● **DESCRIPTION OF THE TASK**:
Render the part of the records that opens with the line containing "Can you spot the man leaning" and closes with the line containing "[[1045, 656]]", both included, as a Markdown table with columns n and Line. Give each line its own numbered row and leave out blank lines.

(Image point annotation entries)
--- Start ---

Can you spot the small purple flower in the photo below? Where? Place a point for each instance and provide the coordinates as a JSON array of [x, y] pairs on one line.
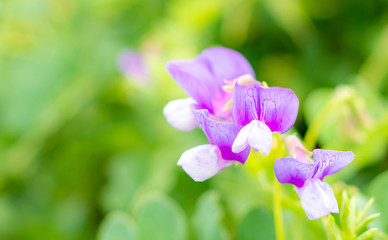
[[261, 111], [132, 65], [317, 197], [204, 161], [203, 79]]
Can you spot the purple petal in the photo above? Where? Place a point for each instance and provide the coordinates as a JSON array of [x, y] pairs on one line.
[[328, 162], [257, 135], [296, 149], [179, 115], [291, 171], [203, 162], [227, 64], [195, 79], [276, 107], [221, 134], [317, 199]]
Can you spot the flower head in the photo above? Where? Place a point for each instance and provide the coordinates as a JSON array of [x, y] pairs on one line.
[[317, 197], [203, 79], [261, 111], [204, 161]]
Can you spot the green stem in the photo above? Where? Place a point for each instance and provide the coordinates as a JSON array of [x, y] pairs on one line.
[[277, 205]]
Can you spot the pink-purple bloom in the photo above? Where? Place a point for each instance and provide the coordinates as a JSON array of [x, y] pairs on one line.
[[317, 197], [203, 79], [234, 110], [261, 111], [204, 161]]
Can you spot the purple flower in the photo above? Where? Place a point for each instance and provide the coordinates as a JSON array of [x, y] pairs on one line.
[[317, 197], [261, 111], [203, 79], [204, 161]]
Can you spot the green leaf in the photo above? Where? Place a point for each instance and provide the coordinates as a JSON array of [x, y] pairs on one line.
[[378, 189], [365, 222], [160, 217], [125, 175], [257, 224], [117, 226], [367, 235], [207, 218]]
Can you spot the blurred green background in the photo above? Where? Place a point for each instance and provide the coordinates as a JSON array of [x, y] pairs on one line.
[[85, 151]]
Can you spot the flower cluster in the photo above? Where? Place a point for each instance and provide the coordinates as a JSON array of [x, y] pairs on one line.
[[236, 112]]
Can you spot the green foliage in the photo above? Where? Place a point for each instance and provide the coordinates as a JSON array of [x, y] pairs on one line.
[[117, 226], [159, 217], [257, 224], [207, 218], [378, 189], [352, 223]]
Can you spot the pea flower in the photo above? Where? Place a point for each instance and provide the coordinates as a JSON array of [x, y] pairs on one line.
[[204, 161], [317, 197], [203, 79], [260, 111]]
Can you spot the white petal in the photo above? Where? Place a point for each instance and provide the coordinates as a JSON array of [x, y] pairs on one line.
[[317, 199], [260, 137], [241, 141], [203, 162], [179, 115]]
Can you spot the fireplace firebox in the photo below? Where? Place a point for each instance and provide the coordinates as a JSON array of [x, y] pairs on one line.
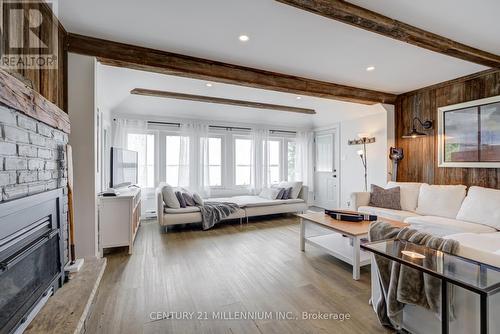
[[31, 257]]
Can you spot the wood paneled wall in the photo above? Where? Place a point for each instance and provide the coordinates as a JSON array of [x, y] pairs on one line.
[[51, 83], [420, 162]]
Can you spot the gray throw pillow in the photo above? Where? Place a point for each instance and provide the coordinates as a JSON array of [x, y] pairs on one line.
[[169, 197], [385, 198], [197, 199], [181, 200], [281, 193], [288, 193], [188, 199]]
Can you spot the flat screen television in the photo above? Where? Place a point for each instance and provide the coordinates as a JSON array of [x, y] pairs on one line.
[[123, 167]]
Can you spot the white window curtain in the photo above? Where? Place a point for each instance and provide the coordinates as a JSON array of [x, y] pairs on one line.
[[122, 127], [194, 153], [304, 158], [260, 160]]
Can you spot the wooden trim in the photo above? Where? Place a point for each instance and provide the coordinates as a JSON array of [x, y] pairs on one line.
[[374, 22], [452, 82], [16, 95], [140, 58], [218, 100]]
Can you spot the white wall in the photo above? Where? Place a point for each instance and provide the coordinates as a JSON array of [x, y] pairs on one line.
[[81, 107], [379, 125]]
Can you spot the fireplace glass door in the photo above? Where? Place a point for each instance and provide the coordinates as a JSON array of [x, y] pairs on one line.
[[25, 276]]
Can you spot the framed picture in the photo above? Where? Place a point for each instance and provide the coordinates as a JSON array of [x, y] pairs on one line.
[[469, 134]]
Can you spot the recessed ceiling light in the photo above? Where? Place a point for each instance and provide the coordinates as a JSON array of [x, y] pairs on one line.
[[244, 38]]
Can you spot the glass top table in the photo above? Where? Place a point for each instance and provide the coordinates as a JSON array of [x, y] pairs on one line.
[[469, 274]]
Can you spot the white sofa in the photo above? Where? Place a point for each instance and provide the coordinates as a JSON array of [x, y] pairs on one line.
[[250, 206], [473, 220]]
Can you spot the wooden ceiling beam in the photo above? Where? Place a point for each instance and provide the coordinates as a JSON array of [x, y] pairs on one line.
[[140, 58], [360, 17], [218, 100]]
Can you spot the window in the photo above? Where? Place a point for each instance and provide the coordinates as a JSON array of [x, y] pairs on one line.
[[291, 154], [144, 145], [215, 161], [274, 171], [468, 134], [177, 160], [243, 161]]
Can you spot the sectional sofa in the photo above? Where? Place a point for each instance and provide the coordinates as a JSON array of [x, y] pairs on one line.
[[472, 218], [250, 206]]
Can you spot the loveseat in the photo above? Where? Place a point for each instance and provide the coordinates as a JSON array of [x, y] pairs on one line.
[[472, 218], [250, 206]]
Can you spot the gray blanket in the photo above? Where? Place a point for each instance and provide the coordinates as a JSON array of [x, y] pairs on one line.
[[213, 212], [401, 285]]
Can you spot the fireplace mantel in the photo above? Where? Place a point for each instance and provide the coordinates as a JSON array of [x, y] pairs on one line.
[[16, 95]]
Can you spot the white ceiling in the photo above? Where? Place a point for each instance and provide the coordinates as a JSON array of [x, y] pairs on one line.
[[285, 39], [115, 84]]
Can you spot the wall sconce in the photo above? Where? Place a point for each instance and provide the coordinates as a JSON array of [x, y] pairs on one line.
[[364, 139], [426, 125]]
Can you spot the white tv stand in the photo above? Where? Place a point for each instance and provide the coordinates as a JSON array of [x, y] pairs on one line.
[[119, 219]]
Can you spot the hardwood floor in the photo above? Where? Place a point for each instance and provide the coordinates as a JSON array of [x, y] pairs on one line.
[[230, 269]]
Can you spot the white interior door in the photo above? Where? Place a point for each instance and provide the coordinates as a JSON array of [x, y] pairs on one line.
[[326, 176]]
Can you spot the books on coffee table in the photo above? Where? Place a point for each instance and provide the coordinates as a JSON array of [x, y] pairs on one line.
[[351, 216]]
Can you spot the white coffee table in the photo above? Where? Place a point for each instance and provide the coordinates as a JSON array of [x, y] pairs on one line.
[[344, 240]]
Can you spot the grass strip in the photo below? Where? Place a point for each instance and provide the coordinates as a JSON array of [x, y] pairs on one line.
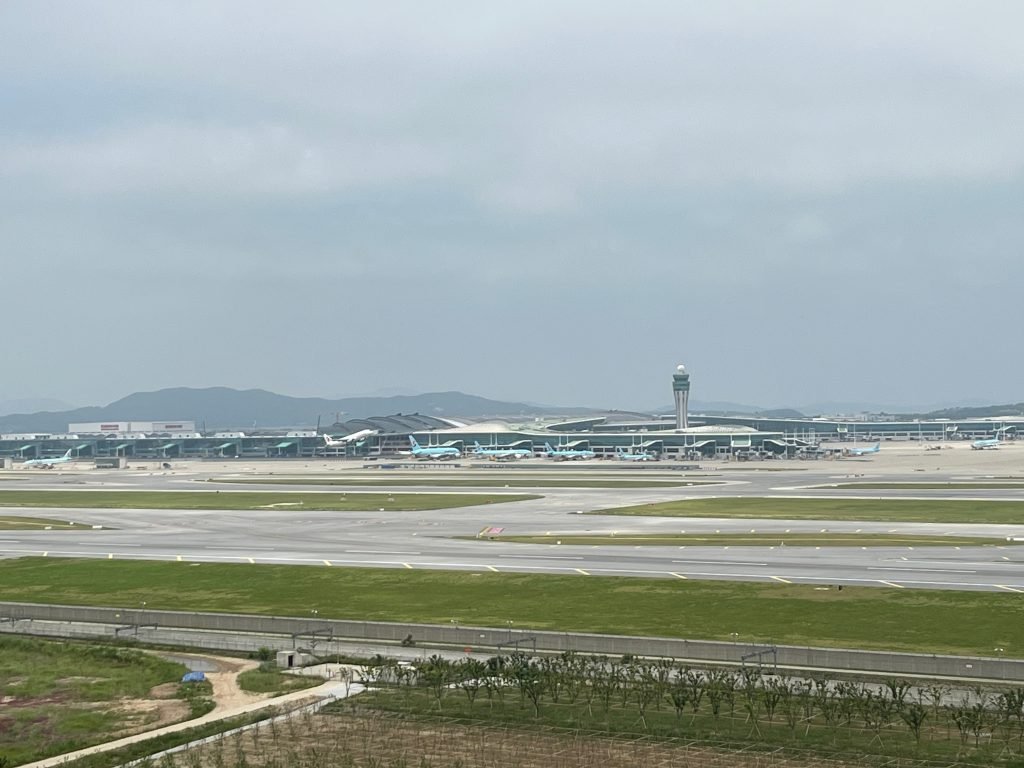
[[456, 482], [61, 696], [922, 621], [740, 725], [160, 743], [13, 522], [868, 510], [253, 500], [997, 484], [758, 540]]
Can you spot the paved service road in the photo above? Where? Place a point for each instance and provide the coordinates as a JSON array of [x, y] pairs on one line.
[[429, 540]]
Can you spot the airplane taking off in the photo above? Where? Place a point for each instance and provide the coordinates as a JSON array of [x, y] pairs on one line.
[[342, 441], [49, 463], [502, 453], [990, 443], [643, 456], [864, 452], [433, 452], [566, 454]]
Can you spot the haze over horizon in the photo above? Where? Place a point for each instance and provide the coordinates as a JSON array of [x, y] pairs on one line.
[[554, 203]]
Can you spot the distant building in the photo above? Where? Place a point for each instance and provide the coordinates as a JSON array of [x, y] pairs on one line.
[[133, 427]]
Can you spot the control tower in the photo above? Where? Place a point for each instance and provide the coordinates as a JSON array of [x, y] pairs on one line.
[[681, 390]]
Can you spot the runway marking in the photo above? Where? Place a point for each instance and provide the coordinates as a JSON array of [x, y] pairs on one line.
[[376, 552], [921, 570], [720, 562]]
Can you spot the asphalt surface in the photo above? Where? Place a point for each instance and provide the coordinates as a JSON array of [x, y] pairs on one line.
[[430, 540]]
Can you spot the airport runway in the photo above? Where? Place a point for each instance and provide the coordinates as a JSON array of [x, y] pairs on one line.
[[431, 540]]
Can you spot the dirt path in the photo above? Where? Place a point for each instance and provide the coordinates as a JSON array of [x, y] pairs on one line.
[[230, 701], [226, 693]]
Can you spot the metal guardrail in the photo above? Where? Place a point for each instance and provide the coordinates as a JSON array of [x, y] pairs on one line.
[[460, 635]]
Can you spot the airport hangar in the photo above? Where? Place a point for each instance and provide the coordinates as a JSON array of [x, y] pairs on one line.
[[680, 435]]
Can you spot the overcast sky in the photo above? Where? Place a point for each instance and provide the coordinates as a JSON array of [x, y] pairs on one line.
[[554, 202]]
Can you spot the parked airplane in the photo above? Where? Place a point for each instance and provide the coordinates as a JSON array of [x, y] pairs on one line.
[[991, 442], [49, 463], [626, 456], [566, 454], [433, 452], [864, 452], [353, 437], [502, 453]]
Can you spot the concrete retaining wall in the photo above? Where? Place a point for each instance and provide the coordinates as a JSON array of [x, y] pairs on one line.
[[292, 632]]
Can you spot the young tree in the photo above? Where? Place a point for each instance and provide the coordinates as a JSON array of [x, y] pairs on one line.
[[913, 715], [472, 674], [435, 673]]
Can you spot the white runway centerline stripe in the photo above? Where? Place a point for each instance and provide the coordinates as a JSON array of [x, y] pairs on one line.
[[720, 562], [921, 570], [376, 552]]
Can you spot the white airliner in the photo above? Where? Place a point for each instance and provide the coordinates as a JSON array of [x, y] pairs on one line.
[[502, 453], [433, 452], [864, 452], [342, 441], [625, 456], [987, 444], [49, 463]]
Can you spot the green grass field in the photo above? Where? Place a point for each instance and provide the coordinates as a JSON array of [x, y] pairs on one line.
[[13, 522], [895, 510], [758, 540], [243, 500], [930, 621], [469, 482], [60, 696]]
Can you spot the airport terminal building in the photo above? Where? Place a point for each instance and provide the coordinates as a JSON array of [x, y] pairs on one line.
[[676, 436]]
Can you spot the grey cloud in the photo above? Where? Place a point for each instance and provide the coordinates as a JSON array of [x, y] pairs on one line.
[[546, 202]]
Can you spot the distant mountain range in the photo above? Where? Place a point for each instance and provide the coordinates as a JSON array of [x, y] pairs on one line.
[[33, 404], [219, 408], [971, 410]]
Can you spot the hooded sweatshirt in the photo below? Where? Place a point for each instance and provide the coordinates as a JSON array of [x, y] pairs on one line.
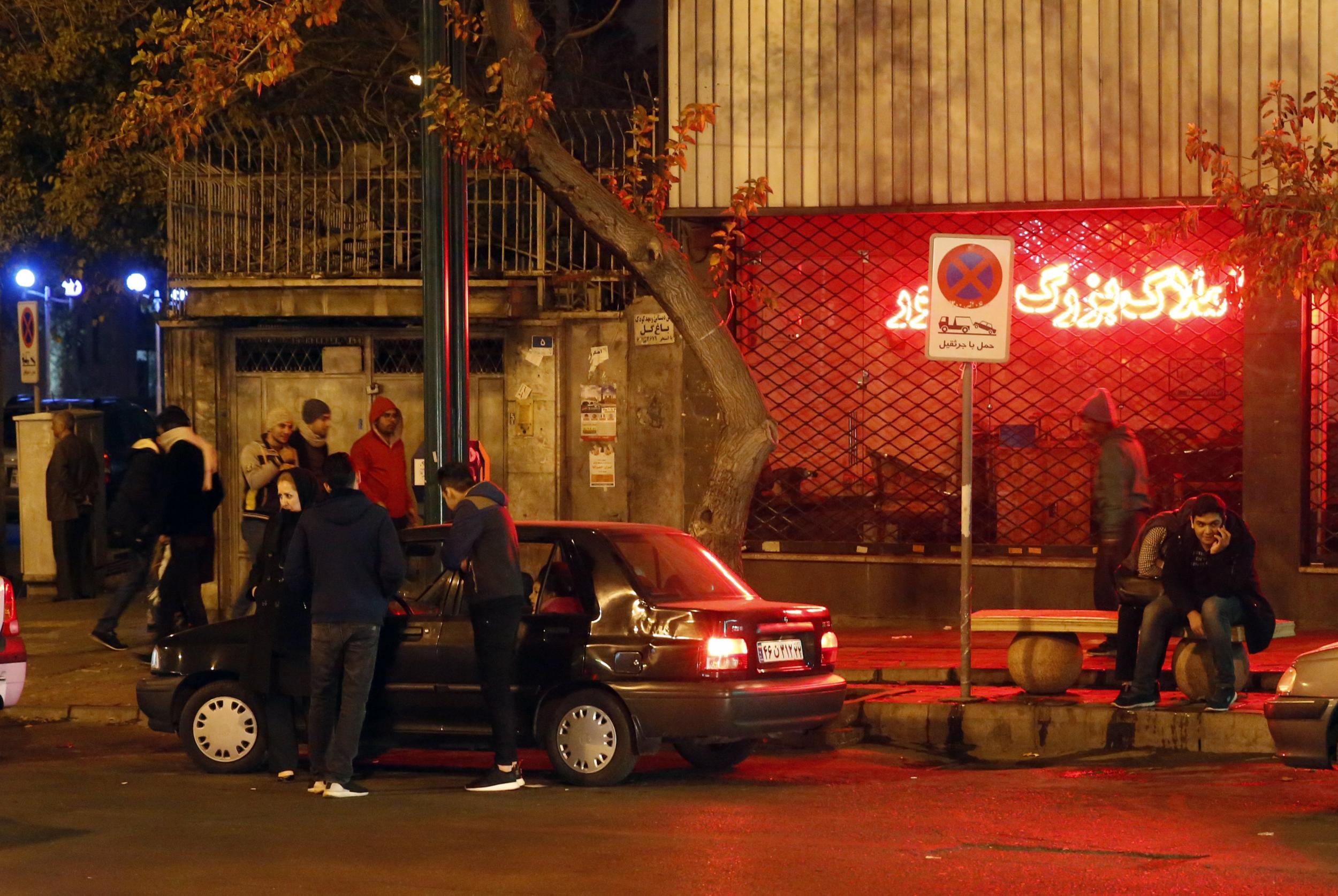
[[1122, 478], [381, 463], [137, 512], [482, 531], [347, 557]]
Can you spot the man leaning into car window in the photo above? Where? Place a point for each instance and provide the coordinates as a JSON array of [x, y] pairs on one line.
[[482, 543], [347, 557], [1210, 585]]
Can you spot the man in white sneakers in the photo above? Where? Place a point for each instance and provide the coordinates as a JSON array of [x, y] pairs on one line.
[[347, 557]]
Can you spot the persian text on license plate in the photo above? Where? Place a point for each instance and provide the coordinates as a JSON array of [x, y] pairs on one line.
[[780, 652]]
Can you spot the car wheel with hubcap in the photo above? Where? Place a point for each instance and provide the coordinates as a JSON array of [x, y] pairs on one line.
[[589, 739], [221, 729], [715, 757]]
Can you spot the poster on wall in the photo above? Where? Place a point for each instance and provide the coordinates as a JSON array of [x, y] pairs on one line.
[[598, 412], [601, 466]]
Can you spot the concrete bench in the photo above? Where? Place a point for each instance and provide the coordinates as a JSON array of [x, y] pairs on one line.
[[1045, 656]]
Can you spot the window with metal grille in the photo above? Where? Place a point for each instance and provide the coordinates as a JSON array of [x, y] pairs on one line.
[[870, 448], [296, 355], [399, 356], [406, 355], [1322, 530], [488, 355]]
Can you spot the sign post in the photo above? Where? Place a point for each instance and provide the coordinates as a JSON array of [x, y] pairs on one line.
[[30, 356], [970, 282]]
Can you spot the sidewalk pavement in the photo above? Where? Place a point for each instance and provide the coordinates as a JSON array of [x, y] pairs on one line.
[[70, 675]]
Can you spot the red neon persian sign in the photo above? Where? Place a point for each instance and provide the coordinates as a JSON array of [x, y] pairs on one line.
[[1170, 292]]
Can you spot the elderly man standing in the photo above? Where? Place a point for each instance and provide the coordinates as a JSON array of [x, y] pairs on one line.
[[1120, 507], [71, 490]]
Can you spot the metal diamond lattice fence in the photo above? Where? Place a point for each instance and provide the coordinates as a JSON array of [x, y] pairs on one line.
[[870, 430]]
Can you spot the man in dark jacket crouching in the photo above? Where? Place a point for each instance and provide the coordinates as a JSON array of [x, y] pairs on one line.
[[1208, 584], [483, 545], [347, 557]]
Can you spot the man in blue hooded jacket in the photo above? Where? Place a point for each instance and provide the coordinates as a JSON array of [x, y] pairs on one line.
[[483, 545], [1120, 507]]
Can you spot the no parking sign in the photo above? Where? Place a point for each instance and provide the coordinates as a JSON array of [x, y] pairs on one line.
[[970, 284]]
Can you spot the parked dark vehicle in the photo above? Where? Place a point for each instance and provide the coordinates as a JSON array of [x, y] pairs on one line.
[[640, 637], [124, 423], [1301, 715]]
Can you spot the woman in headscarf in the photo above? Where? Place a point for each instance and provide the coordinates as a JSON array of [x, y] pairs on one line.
[[280, 642]]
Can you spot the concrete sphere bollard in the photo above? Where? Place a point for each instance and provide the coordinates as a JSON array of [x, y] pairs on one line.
[[1044, 662], [1195, 673]]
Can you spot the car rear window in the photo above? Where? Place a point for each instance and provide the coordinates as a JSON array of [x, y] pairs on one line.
[[672, 566]]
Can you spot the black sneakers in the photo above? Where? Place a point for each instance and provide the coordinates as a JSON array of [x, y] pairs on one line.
[[109, 640], [497, 782], [341, 791], [1104, 649], [1134, 699]]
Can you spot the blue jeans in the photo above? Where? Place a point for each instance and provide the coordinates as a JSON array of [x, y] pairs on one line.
[[343, 662], [1160, 617], [140, 579]]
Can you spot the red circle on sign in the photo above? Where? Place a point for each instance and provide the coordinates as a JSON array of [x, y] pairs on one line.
[[970, 276], [28, 328]]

--- End ---

● **WORKED SOLUTION**:
| n | Line |
|---|---|
| 1 | Can you spot the man leaning into car window in the photo above? Where? Place a point for each instance and provide the coordinates as a JSON array of [x, y] pairs on one line. |
| 2 | [[482, 543], [347, 557], [1210, 585]] |
| 3 | Can you spot the man in white sneakers in the photo above? Where? Place a point for each instance and provide the coordinates as a JSON array of [x, y] pairs on one line. |
| 4 | [[347, 557]] |
| 5 | Can you spot the persian text on license plate in the photo above? Where? Place a point for each instance and provide the coordinates as a JSON array of [x, y] pairs on one line. |
| 6 | [[780, 652]] |
| 7 | Can you spot the car wheel with hubcap in the photo above? Where? Place a point for each instance and provide the coordinates as a JSON array of [x, y] pairs on one line. |
| 8 | [[589, 739], [221, 729], [715, 757]] |
| 9 | Can you spot the poster on wall in the photo above? Where? Place a point for each instance and provide the coordinates as a JSON array of [x, y] pairs on one line. |
| 10 | [[598, 412], [601, 466]] |
| 11 | Can you spot the concrete bench in the photo above? Where? Place a point for each instance and provide the coordinates as a JSON array of [x, y] pairs on one line. |
| 12 | [[1045, 656]] |